THE PROBLEM
Lines before the one containing "[spot] the purple" are excluded; retype that line and all remaining lines of the material exactly.

ENTRIES PROVIDED
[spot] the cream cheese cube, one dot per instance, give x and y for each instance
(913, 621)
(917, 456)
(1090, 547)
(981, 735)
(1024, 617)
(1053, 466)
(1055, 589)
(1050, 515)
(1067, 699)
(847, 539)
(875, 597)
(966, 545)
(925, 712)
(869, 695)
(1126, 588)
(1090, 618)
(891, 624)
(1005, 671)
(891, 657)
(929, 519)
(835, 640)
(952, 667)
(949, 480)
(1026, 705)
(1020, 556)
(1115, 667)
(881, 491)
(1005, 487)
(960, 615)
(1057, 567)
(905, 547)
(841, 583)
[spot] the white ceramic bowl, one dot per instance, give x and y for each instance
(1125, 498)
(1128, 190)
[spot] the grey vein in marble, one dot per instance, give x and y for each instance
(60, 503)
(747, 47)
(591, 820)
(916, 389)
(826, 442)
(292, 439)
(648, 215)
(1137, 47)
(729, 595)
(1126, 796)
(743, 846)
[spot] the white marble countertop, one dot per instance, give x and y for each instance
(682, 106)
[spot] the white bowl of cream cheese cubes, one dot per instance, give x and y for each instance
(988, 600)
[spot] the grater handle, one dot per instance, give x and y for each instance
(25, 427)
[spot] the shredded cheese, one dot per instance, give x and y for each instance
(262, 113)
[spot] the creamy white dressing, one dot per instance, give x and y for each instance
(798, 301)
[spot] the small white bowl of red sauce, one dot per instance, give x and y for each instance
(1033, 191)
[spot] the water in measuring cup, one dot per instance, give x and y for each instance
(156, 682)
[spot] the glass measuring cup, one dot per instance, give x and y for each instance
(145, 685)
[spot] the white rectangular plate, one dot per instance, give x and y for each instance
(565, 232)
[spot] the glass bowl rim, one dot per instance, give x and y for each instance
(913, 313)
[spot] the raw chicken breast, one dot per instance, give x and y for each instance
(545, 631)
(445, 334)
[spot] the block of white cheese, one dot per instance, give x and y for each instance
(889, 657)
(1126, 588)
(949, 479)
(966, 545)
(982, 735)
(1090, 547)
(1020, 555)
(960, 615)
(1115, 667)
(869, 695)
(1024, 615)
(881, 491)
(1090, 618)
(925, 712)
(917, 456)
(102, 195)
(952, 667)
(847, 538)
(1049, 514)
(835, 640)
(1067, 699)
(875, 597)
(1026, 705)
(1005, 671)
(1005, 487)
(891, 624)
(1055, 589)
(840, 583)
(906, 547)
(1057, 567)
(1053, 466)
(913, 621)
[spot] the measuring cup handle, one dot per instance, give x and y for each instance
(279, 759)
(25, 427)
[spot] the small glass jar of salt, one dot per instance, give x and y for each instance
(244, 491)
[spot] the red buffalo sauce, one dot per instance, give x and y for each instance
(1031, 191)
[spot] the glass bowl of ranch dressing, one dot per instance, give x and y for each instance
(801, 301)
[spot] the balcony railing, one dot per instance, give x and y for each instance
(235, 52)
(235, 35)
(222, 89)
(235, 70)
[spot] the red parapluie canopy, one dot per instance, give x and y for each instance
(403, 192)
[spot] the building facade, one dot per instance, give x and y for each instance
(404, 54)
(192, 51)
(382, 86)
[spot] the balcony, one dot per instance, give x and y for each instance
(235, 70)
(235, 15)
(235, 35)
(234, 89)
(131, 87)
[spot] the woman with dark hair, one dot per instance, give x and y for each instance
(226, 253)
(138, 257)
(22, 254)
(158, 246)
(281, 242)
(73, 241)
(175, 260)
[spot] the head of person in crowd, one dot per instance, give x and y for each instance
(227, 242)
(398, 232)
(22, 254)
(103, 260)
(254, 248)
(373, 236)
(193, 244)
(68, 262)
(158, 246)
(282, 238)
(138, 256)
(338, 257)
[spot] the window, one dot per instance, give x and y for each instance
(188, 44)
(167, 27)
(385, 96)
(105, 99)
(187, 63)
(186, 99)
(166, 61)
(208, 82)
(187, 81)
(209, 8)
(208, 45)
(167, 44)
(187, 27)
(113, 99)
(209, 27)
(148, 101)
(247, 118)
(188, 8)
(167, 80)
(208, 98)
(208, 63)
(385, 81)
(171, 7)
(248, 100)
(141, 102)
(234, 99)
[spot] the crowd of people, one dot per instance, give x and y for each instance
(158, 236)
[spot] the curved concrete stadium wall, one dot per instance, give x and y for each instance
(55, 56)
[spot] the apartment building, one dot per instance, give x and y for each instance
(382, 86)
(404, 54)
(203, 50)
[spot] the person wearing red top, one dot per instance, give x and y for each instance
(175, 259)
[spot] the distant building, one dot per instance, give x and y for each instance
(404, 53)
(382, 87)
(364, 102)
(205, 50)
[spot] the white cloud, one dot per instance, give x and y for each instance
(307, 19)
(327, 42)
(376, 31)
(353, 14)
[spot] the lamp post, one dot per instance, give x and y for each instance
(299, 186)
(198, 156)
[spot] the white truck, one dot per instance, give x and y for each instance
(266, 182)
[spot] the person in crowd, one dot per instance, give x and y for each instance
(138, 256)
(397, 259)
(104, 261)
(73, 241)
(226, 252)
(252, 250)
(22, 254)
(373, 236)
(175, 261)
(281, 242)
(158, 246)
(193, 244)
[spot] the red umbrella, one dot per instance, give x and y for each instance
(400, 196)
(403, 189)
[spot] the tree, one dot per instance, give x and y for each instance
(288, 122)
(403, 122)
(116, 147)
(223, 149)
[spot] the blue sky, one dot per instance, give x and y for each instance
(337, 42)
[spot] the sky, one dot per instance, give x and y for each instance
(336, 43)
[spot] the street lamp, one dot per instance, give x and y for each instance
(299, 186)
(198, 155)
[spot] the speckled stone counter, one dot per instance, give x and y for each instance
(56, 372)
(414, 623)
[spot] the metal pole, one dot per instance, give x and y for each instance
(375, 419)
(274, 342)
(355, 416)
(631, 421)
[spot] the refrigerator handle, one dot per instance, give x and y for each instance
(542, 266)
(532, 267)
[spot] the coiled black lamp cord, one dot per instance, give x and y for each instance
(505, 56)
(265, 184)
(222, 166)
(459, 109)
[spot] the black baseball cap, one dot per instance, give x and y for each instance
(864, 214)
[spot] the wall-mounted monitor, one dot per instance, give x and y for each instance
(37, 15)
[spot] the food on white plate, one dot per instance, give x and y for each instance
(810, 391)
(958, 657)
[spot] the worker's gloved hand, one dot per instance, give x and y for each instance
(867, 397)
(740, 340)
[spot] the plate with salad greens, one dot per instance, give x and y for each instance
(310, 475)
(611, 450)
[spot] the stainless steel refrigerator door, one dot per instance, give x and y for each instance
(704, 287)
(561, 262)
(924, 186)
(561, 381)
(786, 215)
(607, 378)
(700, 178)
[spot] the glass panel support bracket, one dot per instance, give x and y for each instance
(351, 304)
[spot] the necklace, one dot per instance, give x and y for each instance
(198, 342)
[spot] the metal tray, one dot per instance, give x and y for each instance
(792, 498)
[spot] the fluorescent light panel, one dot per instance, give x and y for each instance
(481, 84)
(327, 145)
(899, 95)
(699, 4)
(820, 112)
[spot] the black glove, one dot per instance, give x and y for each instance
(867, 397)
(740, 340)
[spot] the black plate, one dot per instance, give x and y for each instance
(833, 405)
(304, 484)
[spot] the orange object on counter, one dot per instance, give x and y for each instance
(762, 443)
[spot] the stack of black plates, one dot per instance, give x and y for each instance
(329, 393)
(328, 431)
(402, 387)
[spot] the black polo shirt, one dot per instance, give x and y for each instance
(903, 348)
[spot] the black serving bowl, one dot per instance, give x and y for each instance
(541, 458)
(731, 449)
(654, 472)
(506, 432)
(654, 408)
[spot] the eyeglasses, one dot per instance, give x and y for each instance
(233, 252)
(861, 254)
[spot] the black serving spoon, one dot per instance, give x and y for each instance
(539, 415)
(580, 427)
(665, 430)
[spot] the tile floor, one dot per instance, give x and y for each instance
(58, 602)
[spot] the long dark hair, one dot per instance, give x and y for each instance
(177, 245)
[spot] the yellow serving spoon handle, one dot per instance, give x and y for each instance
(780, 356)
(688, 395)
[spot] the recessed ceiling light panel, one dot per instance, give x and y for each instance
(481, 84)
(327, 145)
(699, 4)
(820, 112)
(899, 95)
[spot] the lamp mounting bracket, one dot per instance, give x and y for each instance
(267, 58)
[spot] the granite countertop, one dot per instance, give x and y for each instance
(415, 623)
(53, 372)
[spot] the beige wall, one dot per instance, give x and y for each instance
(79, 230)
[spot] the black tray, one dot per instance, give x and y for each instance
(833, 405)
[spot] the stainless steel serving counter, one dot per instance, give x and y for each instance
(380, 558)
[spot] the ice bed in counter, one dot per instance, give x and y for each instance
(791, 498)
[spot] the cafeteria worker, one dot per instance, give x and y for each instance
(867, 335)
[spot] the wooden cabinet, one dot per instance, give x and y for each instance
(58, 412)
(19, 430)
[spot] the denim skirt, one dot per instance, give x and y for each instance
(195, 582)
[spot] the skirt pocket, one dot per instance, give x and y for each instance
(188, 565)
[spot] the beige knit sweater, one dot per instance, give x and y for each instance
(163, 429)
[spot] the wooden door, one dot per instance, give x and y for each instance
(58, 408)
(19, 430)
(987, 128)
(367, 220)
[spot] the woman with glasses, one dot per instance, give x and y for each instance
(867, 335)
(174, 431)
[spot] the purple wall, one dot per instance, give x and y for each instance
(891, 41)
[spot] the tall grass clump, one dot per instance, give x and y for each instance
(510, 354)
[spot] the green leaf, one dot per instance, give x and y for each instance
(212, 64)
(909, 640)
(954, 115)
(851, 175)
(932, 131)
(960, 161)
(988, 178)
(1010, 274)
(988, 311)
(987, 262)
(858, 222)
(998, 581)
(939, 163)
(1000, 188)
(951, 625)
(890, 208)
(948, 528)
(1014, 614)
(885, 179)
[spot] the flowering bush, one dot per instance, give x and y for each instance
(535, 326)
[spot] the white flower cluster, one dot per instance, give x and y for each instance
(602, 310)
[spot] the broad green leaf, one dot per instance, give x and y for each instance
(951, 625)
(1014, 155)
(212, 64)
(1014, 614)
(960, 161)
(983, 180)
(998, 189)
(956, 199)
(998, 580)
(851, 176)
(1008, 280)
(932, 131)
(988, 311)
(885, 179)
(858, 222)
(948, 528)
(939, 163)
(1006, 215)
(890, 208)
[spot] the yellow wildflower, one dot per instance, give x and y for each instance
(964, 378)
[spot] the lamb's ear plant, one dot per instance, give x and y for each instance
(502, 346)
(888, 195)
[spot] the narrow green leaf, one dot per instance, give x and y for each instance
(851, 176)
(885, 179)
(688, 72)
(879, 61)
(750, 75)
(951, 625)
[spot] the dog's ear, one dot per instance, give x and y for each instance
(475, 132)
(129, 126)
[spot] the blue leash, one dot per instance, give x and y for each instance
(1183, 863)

TASK RESPONSE
[spot] the purple wall, one dot per instance, give x and y for each instance
(891, 41)
[spot] the tall grass clump, one dot per instance, give x and y for each instance
(510, 354)
[spot] the green leaf, one dot per instance, give x and y for each instance
(212, 64)
(909, 640)
(954, 115)
(851, 175)
(932, 131)
(960, 161)
(988, 178)
(1010, 274)
(988, 311)
(987, 262)
(858, 222)
(998, 581)
(939, 163)
(1000, 188)
(951, 625)
(890, 208)
(948, 528)
(1014, 614)
(885, 179)
[spot] the flowering bush, one dot per instance, give x and y for each instance
(535, 326)
[spot] the white flower cluster, one dot per instance, give x and y for each instance
(602, 310)
[spot] the broad green leaf, one dot per instance, give x and y for each instance
(951, 625)
(1014, 155)
(212, 64)
(1014, 614)
(960, 161)
(983, 180)
(998, 189)
(956, 199)
(998, 580)
(851, 176)
(1008, 280)
(932, 131)
(988, 311)
(885, 179)
(858, 222)
(948, 528)
(939, 163)
(1006, 215)
(890, 208)
[spot] the yellow wildflower, one dot per instance, give x and y for each instance
(964, 378)
[spot] the lamb's ear plant, one dot per instance, give x and y for each instance
(502, 346)
(888, 195)
[spot] the narrow green leaf, one dot per instance, give x and y for each instance
(851, 176)
(885, 179)
(688, 72)
(879, 61)
(750, 75)
(951, 625)
[spot] the dog's ear, one dot per instance, give x and y for each instance
(475, 132)
(129, 126)
[spot] the blue leash, one dot per instance, give x and y for each instance
(1183, 863)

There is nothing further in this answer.